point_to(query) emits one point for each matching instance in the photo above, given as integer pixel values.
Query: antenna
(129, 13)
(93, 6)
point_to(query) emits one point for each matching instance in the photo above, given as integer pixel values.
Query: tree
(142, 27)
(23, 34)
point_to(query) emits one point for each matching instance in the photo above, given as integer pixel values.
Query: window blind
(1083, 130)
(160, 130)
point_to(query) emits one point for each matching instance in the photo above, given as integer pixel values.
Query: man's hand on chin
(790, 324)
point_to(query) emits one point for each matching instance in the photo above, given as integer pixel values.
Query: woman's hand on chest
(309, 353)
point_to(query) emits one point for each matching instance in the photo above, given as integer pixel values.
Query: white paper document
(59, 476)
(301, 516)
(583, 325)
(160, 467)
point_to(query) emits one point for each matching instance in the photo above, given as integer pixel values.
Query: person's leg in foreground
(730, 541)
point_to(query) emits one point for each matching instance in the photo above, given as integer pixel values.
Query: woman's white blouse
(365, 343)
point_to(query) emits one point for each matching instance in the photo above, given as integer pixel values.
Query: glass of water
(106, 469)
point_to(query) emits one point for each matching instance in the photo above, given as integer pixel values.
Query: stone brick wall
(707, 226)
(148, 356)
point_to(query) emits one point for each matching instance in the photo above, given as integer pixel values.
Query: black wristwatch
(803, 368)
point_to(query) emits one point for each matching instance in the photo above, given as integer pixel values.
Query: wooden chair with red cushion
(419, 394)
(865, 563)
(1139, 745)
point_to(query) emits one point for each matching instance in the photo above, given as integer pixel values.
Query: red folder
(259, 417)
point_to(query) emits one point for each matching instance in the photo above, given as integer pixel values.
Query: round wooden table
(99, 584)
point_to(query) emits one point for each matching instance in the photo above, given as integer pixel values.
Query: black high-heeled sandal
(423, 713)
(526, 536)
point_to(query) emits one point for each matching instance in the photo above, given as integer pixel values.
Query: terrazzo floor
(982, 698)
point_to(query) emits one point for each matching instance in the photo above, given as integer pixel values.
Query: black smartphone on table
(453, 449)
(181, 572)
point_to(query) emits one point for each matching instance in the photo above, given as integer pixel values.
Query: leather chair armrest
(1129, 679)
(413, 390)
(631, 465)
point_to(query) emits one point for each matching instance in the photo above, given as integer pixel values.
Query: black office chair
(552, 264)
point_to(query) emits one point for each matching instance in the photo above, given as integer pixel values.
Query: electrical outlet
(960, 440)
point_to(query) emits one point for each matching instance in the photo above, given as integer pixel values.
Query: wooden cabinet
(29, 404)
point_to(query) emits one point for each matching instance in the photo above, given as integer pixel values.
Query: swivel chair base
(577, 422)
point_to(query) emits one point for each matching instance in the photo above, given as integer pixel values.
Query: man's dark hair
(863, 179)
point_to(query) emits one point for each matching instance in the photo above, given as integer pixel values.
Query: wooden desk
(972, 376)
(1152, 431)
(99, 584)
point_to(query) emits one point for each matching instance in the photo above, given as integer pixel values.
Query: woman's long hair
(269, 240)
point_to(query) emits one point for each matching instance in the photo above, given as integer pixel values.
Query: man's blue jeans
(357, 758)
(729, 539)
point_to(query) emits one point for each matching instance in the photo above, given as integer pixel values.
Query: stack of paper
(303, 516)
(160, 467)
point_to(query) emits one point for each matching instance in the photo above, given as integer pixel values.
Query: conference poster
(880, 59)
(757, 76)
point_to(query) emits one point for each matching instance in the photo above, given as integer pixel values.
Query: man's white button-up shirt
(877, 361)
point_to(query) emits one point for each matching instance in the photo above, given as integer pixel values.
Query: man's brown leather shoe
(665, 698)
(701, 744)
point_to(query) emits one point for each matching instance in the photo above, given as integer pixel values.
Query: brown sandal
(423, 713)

DIRECTIONS FOR THIS TASK –
Please write out the whole of the material exactly.

OUTPUT OF THE TASK –
point_to(query) emits one point for each matching instance in the photo above, given as integer pixel values.
Query: antenna
(129, 13)
(93, 6)
point_to(query) emits one point for each matching instance in the photo above, given as integer pixel values.
Query: tree
(142, 27)
(23, 34)
point_to(query) emits one point for each matching instance in the photo above, given as integer pixel values.
Query: window blind
(1083, 130)
(160, 130)
point_to(query) emits one point for each matching instance in the photo above, given as integer pixel values.
Query: man's hand on chin
(790, 324)
point_to(query) emits one point for each matching instance in the photo above, given as integer pixel values.
Query: woman's hand on chest
(309, 353)
point_to(query) emits one point for each matching instance in the photo above, given as integer pixel values.
Query: white paper document
(59, 476)
(301, 516)
(583, 325)
(160, 467)
point_to(query) emits one point for each matching instance in the photo above, given as integer pixel values.
Query: person's leg in foreground
(730, 541)
point_to(query) emits one point for each matching instance in the photo above, given as integer pixel values.
Query: woman's white blouse
(365, 343)
point_to(query) emits one point for each matching instance in the photo above, given as integer pixel values.
Query: glass of water
(106, 469)
point_to(query) emits one point for each matching instance in the photo above, given as integer pixel values.
Query: stone brick wall
(707, 226)
(148, 356)
point_to(query) emits one point for each matching instance in the photo above, given as integer pixel values.
Query: black wristwatch
(803, 368)
point_to(query) emits one point for each matching instance in the photo above, given as integer pixel values.
Query: wooden chair with red cushion
(419, 394)
(865, 563)
(1139, 745)
point_to(query) emits one point for each matching instance in the photo above, given as integer pixel values.
Query: red folder
(259, 417)
point_to(query) emits one point for each matching instance in the photo above, given as integer pixel values.
Query: round wooden table
(99, 584)
point_to(query) emits one point for each matching instance in the photo above, given as integer pixel values.
Query: black high-heeled sandal
(423, 713)
(526, 536)
point_to(query) emits one point for each matching instance in the photo above, given as integer pixel values.
Query: terrazzo floor
(982, 698)
point_to(query) emits one point for each matching instance in the photo above, given as integer pixel values.
Query: black smartphone on table
(453, 449)
(181, 572)
point_to(query) emits one point for each matching instance in the photo above, given as integer pixel values.
Query: leather chair armrest
(1129, 679)
(413, 390)
(631, 465)
point_to(query) emits one point for each matching instance in the photo above, given as integer pixel values.
Query: black office chair
(552, 264)
point_to(query) emits one point for each matching instance in the photo above, given as integer pixel values.
Query: electrical outlet
(960, 440)
point_to(query) emits one point for each matching instance in the photo above, given as integer pixel values.
Query: wooden cabinet
(29, 404)
point_to(query) emits one point for each matching instance in the photo above, given as integer pixel values.
Query: swivel chair base
(577, 422)
point_to(query) emits one point for each matching instance in the photo above, given as integer pixel values.
Query: man's dark hair
(863, 179)
point_to(query) emits one point for each matching instance in the photo above, given as integer pixel values.
Query: wooden desk
(972, 376)
(1152, 431)
(99, 584)
point_to(query) emits one point for each matching instance in the photo above, given as integer pixel values.
Query: woman's long hair
(269, 240)
point_to(query) emits one point for each matching instance in the photo above, given as integer pixel values.
Query: man's blue jeans
(357, 758)
(729, 539)
point_to(query) emits one point for each matching instance in the photo above, given as integer pixel values.
Query: stack of paper
(303, 516)
(160, 467)
point_to(query) emits one point for each matching instance in the photo above, given as integer pixel values.
Query: conference poster
(880, 59)
(757, 76)
point_to(query) emits one point for each matching instance in the photo above, given as integer pixel values.
Query: man's white button-up shirt
(877, 361)
point_to(query) emits one point for each matching instance in the photo above, given as integer pixel values.
Query: man's brown leather shoe
(665, 698)
(701, 744)
point_to(query) emits one point for each matching instance in the photo above, given as integer pixel values.
Query: brown sandal
(423, 713)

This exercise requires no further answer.